> [PAGE EXTRACT]:
BEGIN
Hiroko Tsutsui1, Kiyoaki Matsui1, Norifumi Kawada1, Yasuko Hyodo1, Naoki Hayashi1, Haruki Okamura1, Koji Higashino1, Kenji Nakanishi1
1Department of Immunology and Medical Zoology, Hyogo College of Medicine, Nishinomiya, Japan
Tóm tắt
Abstract
When LPS is administered to heat-killed Propionibacterium acnes-primed BALB/c nude mice, they develop endotoxin-induced liver injury. As previously reported, this liver injury can be prevented by treatment with an Ab against IL-18, a novel cytokine with the ability to induce IFN-gamma production and up-regulate functional Fas ligand (FasL) expression. To identify the pathologic role of IL-18 in this liver injury, we investigated the hepatic cytokine network and FasL induction after LPS challenge. After LPS challenge to BALB/c nude mice, their livers expressed IL-12 mRNA, followed by the induction of IFN-gamma and FasL mRNA and then by the late elevation of TNF-alpha mRNA, but stably expressed IL-18 mRNA. The TNF-alpha induction curve had two peaks. The first peak was the result of the direct reaction to LPS, and the late peak might have been induced, since P. acnes-elicited Kupffer cells showed one-peak TNF-alpha kinetics in response to LPS stimulation in vitro. LPS-activated P. acnes-elicited Kupffer cells secreted both IL-12 and IL-18, as determined by ELISA and bioassay, respectively. The in vivo administration of anti-IL-18 just before an LPS challenge suppressed not only the induction of IFN-gamma and the late TNF-alpha elevation, but also the FasL induction, resulting in the total prevention of liver injury, whereas such an anti-IL-12 treatment did not. Anti-IFN-gamma treatment reduced the late increase in TNF-alpha, but not FasL, resulting in a partial prevention of the liver injury. The administration of anti-TNF-alpha just before elevation of the late TNF-alpha peak also markedly, but incompletely, suppressed the LPS-induced liver injury. These data suggested that IL-18 activates both TNF-alpha- and FasL-mediated hepatocytotoxic pathways in endotoxin-induced liver injury.
END
> [WORK TASK]: Name every antibody treatment that the abstract on endotoxin-induced liver injury says was given to the mice.

> [DATA]:
BEGIN
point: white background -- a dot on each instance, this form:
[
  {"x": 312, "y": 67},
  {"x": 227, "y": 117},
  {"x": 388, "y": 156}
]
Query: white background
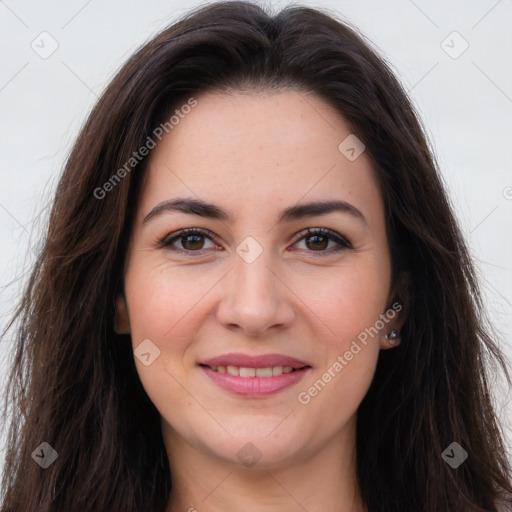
END
> [ANSWER BOX]:
- anti-IL-18
- anti-IL-12
- anti-IFN-gamma
- anti-TNF-alpha